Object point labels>

• • • • • • •

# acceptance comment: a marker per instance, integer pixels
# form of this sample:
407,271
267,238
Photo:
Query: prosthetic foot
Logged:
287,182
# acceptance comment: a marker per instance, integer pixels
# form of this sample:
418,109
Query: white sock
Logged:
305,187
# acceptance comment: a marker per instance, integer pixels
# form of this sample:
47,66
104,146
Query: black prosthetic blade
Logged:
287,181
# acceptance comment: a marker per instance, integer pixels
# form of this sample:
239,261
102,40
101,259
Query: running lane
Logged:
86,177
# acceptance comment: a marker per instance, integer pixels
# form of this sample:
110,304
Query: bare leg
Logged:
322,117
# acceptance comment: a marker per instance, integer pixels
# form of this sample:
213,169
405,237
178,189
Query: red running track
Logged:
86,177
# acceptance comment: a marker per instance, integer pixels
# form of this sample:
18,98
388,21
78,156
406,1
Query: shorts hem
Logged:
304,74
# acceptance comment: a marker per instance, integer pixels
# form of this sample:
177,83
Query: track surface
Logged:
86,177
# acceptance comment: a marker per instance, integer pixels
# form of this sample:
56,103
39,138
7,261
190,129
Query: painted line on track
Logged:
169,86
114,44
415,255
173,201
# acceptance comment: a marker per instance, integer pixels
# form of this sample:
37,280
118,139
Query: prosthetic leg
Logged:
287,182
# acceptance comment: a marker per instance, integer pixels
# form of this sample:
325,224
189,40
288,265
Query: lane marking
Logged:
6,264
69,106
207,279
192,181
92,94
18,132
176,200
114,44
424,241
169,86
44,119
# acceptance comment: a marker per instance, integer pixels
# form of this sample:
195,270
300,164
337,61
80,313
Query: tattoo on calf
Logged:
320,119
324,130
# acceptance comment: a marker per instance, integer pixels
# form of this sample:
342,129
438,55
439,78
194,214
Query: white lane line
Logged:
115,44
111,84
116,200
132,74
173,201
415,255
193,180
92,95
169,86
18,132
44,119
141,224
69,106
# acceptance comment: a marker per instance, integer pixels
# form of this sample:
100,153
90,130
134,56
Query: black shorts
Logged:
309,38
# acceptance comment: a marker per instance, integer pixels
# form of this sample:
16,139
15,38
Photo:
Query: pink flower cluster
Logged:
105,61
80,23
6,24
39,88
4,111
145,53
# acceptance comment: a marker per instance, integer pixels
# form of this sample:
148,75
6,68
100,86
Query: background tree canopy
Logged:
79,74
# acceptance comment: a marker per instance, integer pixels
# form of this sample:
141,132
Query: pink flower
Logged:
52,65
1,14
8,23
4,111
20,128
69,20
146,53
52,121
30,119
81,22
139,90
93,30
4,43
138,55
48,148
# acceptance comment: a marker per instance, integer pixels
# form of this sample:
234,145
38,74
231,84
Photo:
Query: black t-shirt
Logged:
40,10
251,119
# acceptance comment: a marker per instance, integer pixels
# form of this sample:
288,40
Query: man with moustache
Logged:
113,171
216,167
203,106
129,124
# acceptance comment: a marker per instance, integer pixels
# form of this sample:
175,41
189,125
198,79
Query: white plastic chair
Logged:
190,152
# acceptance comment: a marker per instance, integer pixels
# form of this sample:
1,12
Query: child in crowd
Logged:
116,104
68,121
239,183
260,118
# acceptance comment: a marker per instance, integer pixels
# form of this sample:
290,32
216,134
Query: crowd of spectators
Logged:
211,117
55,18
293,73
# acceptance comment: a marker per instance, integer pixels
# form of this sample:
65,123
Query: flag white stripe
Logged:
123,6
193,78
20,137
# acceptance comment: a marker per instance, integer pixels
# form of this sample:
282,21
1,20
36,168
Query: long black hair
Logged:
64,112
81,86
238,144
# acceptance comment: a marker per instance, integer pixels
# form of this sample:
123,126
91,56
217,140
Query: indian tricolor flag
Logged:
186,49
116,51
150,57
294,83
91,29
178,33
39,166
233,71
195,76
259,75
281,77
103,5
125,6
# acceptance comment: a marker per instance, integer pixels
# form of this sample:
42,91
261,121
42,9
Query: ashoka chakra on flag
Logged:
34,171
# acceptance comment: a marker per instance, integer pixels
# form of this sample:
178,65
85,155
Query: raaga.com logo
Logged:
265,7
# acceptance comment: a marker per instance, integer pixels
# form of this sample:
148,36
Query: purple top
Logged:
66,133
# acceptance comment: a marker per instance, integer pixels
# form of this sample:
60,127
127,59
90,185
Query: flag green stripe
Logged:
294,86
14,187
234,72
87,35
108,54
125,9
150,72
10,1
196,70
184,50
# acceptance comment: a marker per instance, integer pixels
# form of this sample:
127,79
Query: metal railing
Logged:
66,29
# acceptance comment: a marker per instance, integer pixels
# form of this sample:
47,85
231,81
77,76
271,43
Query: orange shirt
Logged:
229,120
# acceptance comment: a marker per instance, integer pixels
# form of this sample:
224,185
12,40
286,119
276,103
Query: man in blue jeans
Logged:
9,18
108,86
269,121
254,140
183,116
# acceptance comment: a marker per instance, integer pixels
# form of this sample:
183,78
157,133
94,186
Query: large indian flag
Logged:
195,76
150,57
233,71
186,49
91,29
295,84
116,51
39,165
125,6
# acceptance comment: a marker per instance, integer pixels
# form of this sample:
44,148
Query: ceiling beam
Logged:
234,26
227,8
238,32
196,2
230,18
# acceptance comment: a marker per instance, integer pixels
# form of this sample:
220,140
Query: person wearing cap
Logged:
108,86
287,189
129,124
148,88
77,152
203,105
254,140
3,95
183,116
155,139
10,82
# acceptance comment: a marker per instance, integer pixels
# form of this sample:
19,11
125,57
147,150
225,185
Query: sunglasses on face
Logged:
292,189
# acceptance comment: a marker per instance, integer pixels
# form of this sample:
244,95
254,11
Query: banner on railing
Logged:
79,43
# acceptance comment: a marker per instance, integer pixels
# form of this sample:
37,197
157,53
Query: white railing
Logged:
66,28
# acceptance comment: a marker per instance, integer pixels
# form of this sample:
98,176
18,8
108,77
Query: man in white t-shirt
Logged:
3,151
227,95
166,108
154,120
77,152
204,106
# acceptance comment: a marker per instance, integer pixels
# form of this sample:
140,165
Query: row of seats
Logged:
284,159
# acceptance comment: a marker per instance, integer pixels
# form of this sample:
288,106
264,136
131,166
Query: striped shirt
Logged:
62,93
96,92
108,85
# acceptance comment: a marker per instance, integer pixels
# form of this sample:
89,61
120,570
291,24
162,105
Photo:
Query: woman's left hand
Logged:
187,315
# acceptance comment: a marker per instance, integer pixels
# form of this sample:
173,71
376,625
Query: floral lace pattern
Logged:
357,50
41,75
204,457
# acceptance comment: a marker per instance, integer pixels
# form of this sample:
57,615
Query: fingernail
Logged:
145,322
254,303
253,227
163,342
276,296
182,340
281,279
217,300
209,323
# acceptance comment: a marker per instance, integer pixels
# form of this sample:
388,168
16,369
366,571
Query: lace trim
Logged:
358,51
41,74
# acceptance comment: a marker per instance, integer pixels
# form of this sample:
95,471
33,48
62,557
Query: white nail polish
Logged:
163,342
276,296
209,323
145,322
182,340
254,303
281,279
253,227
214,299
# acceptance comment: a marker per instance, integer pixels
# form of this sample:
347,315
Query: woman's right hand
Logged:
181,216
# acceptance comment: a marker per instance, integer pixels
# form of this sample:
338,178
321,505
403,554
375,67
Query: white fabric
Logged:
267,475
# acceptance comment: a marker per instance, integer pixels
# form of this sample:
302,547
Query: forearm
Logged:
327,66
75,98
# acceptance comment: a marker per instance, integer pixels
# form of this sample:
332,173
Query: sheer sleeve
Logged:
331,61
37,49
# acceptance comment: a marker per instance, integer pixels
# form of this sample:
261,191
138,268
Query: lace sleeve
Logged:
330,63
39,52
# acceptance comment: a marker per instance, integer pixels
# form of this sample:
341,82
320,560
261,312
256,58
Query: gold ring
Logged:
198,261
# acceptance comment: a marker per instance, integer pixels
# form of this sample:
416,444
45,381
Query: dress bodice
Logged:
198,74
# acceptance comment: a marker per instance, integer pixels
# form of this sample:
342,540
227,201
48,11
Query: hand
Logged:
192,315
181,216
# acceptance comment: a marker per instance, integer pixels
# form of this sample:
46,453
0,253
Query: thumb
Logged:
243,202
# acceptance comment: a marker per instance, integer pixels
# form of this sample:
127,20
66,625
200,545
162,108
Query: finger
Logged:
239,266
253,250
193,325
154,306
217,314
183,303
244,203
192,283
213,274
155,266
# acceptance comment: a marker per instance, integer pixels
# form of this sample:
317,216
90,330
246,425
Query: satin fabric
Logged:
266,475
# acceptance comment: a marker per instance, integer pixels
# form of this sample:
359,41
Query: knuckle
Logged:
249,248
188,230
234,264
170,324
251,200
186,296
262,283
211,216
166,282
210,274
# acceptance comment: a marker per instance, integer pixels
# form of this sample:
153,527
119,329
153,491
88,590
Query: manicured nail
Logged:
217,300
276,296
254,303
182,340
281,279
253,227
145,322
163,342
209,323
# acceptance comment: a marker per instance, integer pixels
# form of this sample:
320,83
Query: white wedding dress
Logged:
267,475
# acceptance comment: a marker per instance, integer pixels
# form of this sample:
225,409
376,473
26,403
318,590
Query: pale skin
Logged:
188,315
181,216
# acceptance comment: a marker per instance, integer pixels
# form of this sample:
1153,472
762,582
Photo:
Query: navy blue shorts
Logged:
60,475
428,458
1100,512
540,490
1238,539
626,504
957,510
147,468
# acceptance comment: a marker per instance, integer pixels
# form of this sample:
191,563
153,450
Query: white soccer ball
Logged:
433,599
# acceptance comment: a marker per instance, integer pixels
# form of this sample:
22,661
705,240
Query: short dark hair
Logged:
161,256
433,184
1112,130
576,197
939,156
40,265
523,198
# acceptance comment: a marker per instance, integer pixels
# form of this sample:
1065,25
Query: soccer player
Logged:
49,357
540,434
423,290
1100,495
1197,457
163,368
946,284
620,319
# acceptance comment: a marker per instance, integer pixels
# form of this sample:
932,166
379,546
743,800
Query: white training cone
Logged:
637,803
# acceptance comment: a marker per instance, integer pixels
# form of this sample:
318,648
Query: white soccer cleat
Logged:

• • • • • • •

What you have to do> Locate each line in the records that contains the string "prosthetic", with case counting, and copy those lines.

Exercise output>
Query: prosthetic foot
Query: black prosthetic blade
Query: prosthetic leg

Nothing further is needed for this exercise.